Copy exactly the line containing "Indicate each instance" and each line after it to the end of the listing, and output nothing else.

» **SOURCE DATA**:

* * * * * * *

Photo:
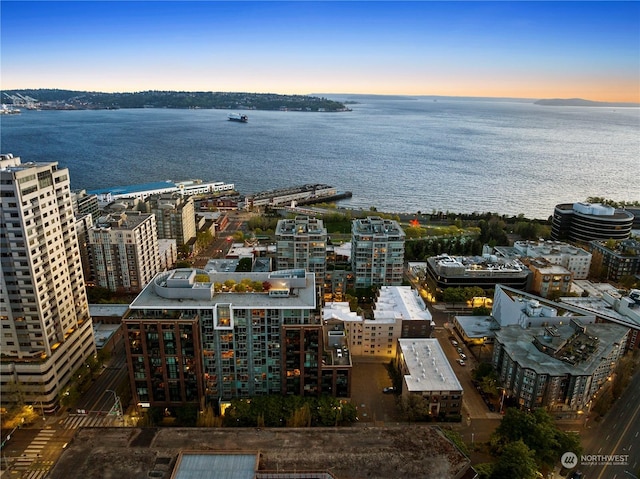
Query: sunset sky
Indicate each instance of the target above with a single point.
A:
(544, 49)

* * * * * * *

» **SOLUTION TO THE EXERCISE**:
Indicate each instance of the target above with a single point.
A:
(544, 49)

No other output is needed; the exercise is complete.